## Task statement
Convert every item below into a numbered list with one entry per line, leaving out blank lines. Omit the pictures from your answer.

## Material shown
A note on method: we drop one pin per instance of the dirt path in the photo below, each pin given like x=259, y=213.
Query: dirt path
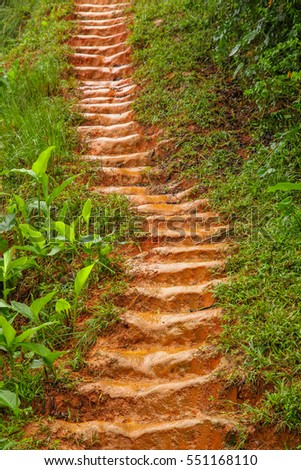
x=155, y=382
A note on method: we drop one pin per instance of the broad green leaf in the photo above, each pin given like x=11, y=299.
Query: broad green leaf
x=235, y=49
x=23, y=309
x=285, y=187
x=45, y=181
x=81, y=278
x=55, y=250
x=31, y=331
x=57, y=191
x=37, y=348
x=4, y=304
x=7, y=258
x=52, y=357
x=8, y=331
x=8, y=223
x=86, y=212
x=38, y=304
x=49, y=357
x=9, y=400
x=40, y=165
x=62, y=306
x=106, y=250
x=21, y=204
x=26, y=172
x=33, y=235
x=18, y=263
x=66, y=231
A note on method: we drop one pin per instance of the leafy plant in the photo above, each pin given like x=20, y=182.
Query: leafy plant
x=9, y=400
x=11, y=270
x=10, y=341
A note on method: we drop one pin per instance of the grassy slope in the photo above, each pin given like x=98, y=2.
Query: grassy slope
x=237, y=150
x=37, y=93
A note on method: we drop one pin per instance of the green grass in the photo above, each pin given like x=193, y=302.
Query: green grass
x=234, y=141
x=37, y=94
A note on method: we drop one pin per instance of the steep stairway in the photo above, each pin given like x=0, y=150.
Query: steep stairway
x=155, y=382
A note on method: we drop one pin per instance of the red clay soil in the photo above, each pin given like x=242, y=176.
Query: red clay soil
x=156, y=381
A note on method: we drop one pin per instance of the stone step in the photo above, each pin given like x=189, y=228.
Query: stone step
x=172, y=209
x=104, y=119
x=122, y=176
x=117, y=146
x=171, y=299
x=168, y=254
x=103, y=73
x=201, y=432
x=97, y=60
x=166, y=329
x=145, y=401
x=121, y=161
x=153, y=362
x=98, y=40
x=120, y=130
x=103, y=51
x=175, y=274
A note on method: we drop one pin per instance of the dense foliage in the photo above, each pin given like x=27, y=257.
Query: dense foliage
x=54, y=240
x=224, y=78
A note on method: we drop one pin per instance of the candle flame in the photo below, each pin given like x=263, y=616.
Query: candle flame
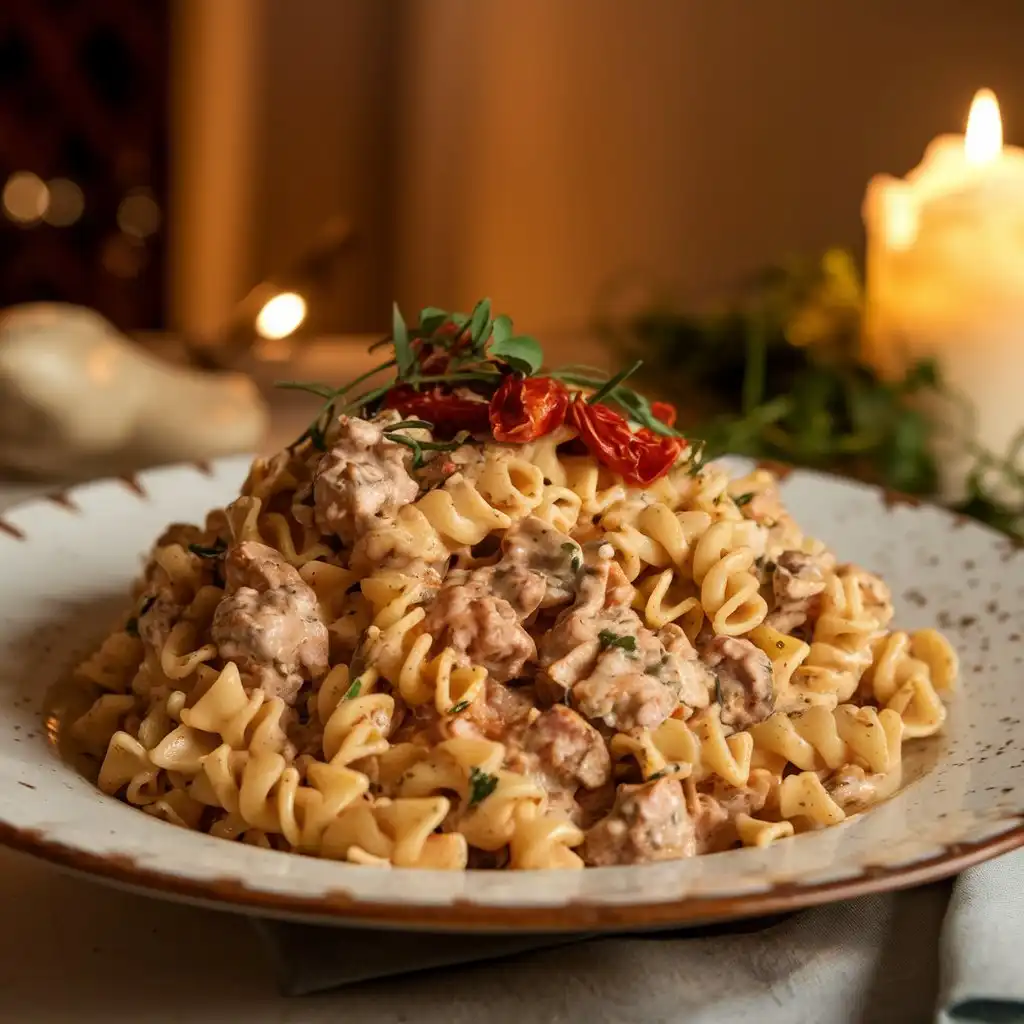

## The result
1. A note on method: we drop one pin per instance of the dirt path in the photo below, each pin given like x=259, y=213.
2. Query: dirt path
3. x=155, y=382
4. A note on method: we drop one pin per instance of the broad green leaf in the photo above, each pin given like x=11, y=299.
5. Query: broad green leaf
6. x=235, y=49
7. x=23, y=309
8. x=285, y=187
9. x=45, y=181
10. x=81, y=278
11. x=55, y=250
12. x=31, y=331
13. x=57, y=191
14. x=37, y=348
15. x=4, y=304
16. x=7, y=258
17. x=52, y=357
18. x=8, y=331
19. x=8, y=223
20. x=86, y=212
21. x=38, y=304
22. x=49, y=357
23. x=9, y=400
24. x=40, y=165
25. x=62, y=306
26. x=106, y=250
27. x=21, y=204
28. x=26, y=172
29. x=33, y=235
30. x=18, y=263
31. x=66, y=231
32. A note on method: we drop one pin per instance of the leafy plant in the photo above, each pin given like x=20, y=182.
33. Query: leafy plant
34. x=9, y=400
35. x=11, y=270
36. x=10, y=341
37. A note on method: we drop one pin per instance of the grassy slope in the photo above, each pin given like x=98, y=2.
38. Query: grassy slope
39. x=237, y=150
40. x=37, y=93
41. A note on method: we drop one pin per instance of the green grass in the photo above, each pin given like x=193, y=302.
42. Query: green grass
43. x=234, y=141
44. x=37, y=94
45. A note on method: we drop one pin per instance of the steep stairway in the photo above, each pin given like x=0, y=150.
46. Query: steep stairway
47. x=155, y=382
48. A note on method: we drop one pin per instance of the red clay soil in the photo above, each pin given like x=242, y=176.
49. Query: red clay soil
50. x=156, y=381
51. A note on method: we drop one pin per instance of the stone step in the photo above, each pin given like x=189, y=228.
52. Query: stone step
53. x=172, y=209
54. x=104, y=119
55. x=122, y=176
56. x=117, y=146
57. x=171, y=299
58. x=168, y=254
59. x=103, y=73
60. x=201, y=432
61. x=97, y=60
62. x=166, y=329
63. x=145, y=401
64. x=121, y=161
65. x=153, y=362
66. x=98, y=40
67. x=120, y=130
68. x=103, y=51
69. x=175, y=274
70. A note on method: we drop one pin per instance of the dense foliage in the photo above, each pin given like x=27, y=257.
71. Query: dense foliage
72. x=54, y=240
73. x=224, y=78
74. A note on method: we drop one pin per instance of the candle flame in the photo below, each pin given like x=263, y=616.
75. Query: candle flame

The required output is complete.